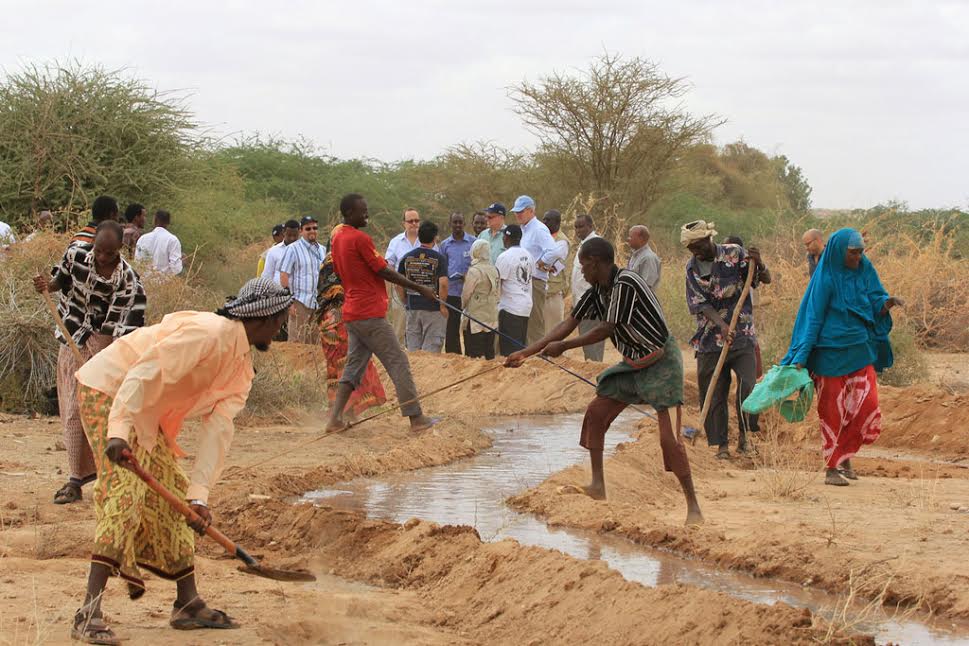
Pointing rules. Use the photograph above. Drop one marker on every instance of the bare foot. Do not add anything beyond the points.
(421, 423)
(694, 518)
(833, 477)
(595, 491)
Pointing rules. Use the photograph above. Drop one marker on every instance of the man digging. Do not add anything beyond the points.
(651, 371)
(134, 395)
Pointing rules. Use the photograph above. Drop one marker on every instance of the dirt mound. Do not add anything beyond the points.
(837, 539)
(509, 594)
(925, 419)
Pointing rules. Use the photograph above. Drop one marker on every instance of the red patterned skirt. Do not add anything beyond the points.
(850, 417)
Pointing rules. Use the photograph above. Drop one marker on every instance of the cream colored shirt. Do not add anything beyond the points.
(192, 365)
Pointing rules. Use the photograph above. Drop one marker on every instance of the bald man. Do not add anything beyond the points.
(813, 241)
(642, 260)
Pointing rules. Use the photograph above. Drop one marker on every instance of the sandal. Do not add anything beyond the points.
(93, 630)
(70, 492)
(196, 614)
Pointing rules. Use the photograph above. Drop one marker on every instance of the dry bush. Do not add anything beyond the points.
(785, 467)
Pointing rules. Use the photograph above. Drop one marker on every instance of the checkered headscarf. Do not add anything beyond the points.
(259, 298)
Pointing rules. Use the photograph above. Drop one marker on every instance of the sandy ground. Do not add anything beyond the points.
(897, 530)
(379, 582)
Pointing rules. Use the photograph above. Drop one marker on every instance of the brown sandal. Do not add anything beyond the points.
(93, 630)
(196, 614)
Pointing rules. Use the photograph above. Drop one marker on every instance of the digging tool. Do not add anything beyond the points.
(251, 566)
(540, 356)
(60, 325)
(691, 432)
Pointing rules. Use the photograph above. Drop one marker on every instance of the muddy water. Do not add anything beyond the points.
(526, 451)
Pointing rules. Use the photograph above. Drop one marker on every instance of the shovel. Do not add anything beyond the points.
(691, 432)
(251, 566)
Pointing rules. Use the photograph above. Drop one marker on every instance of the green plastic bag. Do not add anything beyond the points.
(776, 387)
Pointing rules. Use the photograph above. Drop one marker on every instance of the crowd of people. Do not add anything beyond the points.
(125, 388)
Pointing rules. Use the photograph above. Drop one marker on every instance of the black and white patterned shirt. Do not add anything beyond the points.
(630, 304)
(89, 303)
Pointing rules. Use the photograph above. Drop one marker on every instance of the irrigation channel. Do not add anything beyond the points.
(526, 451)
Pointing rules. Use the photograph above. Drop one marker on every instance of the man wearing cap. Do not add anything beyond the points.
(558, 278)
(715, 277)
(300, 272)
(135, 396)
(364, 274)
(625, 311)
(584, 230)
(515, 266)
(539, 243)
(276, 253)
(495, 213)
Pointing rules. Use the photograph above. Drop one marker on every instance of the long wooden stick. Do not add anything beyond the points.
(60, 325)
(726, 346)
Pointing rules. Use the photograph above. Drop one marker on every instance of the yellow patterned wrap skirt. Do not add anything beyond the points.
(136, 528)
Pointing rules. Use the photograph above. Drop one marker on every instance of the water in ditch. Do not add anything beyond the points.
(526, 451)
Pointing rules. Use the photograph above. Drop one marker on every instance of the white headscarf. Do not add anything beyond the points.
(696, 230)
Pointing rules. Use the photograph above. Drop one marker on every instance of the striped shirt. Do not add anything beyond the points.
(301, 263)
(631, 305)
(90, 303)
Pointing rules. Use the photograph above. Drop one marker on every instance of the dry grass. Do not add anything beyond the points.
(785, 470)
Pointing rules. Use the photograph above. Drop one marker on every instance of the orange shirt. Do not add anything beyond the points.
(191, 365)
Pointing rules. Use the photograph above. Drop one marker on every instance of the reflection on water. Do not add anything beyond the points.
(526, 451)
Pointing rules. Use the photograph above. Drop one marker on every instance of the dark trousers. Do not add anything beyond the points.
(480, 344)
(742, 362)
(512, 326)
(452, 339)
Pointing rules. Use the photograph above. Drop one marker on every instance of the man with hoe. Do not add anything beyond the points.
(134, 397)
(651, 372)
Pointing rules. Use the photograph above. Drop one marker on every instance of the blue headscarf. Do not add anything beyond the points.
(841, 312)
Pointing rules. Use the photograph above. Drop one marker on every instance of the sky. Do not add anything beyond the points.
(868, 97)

==

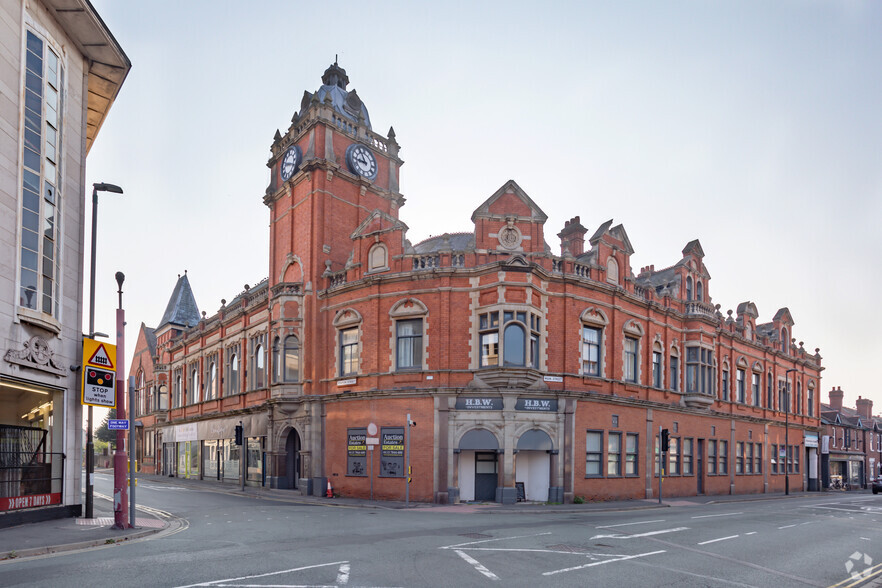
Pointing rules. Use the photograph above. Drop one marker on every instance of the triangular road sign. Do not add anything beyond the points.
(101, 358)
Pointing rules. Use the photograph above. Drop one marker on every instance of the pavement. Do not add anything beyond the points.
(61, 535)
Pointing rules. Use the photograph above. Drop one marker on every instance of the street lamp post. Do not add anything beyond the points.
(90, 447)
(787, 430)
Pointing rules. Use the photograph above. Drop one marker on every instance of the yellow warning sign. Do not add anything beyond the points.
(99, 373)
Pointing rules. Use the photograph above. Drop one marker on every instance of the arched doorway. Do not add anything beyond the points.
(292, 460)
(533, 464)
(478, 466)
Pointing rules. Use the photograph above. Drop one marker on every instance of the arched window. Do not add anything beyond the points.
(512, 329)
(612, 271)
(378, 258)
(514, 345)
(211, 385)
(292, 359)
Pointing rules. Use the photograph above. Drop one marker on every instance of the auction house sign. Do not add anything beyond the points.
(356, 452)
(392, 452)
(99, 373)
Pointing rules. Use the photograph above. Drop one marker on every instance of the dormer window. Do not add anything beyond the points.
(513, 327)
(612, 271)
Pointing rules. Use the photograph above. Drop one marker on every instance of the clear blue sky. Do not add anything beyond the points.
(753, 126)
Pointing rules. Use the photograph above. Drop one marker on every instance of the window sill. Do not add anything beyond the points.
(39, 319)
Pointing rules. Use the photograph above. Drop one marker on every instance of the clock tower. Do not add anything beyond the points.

Wat te maken: In hoeveel regels van de gegevens hierboven staat het woord "headscarf"? Tel ze en geef alleen het getal.

Antwoord: 3